### Text provided:
[Start of section]
A major new study from the RAND Corporation released Tuesday estimated almost 10 million people have obtained insurance since the implementation of the Affordable Care Act, a number that does not include the late-March surge in enrollment.
The study followed over 2,600 respondents* from September 2013 to March 2014 and tracked their changes in insurance status, allowing RAND to see who gained and who lost insurance.
“We see that of the 40.7 million who were uninsured in 2013,” RAND reported, “14.5 million gained coverage, but 5.2 million lost coverage, for a net gain in coverage of approximately 9.3 million. This represents a drop in the uninsured rate from 20.5 percent to 15.8 percent.” (NB: That number is consistent with Gallup’s polling.)
Much of the gain had occurred through employee-sponsored insurance, which RAND attributed to both increased employment and the ACA’s incentives for employer-based insurance. This was followed by about 6 million in Medicaid, and 4 million through the exchanges — that last a lower number than the government’s reported total, though the study did not catch the last minute enrollment surge. About 1/3 of exchange enrollees were previously uninsured, a higher figure than that found by McKinley & Company, the most widely (indeed, only) previously cited source.
The study also reported that about 1 million people went from being insured to uninsured in the same period, a much lower figure than that cited by the law’s opponents. “While we cannot tell if these people lost their insurance due to cancellation or because they simply felt the cost was too high,” the study’s authors wrote, “the overall number is very small, representing less than 1 percent of people between the ages of 18 and 64.”
* Caveat: the study extrapolated from sampling, which is inherently imperfect. RAND reported a 95% confidence interval, so take that as you will.
[End of section]
Stored dataset items
[Start of section]
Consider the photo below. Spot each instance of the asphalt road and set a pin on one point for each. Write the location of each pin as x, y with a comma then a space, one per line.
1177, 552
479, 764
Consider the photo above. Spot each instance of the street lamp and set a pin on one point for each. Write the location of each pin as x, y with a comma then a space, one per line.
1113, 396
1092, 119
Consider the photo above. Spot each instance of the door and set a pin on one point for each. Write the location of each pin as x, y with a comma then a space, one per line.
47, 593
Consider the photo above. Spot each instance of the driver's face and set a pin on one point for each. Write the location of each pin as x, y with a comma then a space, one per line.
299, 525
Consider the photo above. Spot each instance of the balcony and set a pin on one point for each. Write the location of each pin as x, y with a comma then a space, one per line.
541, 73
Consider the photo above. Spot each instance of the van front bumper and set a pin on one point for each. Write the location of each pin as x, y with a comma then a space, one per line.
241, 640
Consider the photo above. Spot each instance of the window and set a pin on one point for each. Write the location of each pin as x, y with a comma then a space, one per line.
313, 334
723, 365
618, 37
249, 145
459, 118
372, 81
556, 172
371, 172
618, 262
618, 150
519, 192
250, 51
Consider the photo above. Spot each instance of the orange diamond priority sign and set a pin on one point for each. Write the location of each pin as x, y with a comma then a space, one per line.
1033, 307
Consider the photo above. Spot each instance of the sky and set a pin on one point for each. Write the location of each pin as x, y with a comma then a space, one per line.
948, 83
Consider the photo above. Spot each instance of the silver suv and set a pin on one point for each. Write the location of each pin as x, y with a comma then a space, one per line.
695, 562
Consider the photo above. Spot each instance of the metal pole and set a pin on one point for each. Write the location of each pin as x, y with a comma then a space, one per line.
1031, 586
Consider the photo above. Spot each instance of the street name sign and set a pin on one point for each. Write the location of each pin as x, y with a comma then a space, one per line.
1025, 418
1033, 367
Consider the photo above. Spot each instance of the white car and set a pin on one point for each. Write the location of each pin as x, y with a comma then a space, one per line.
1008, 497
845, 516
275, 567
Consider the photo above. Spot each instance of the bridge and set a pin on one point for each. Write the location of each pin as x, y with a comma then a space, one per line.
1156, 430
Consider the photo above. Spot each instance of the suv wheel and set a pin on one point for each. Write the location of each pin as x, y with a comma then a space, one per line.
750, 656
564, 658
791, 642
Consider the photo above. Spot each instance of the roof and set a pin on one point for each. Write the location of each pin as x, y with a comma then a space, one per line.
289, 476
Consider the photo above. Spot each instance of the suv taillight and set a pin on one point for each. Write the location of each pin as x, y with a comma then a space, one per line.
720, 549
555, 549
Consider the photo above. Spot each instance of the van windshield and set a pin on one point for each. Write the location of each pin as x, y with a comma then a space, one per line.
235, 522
[End of section]
### Problem requirements:
Echo the stretch of the RAND insurance study text from "A major new" through "who lost insurance.", with every word in its original form. The lines shown here are separate material and have no connection to the study text.

### Answer space:
A major new study from the RAND Corporation released Tuesday estimated almost 10 million people have obtained insurance since the implementation of the Affordable Care Act, a number that does not include the late-March surge in enrollment.
The study followed over 2,600 respondents* from September 2013 to March 2014 and tracked their changes in insurance status, allowing RAND to see who gained and who lost insurance.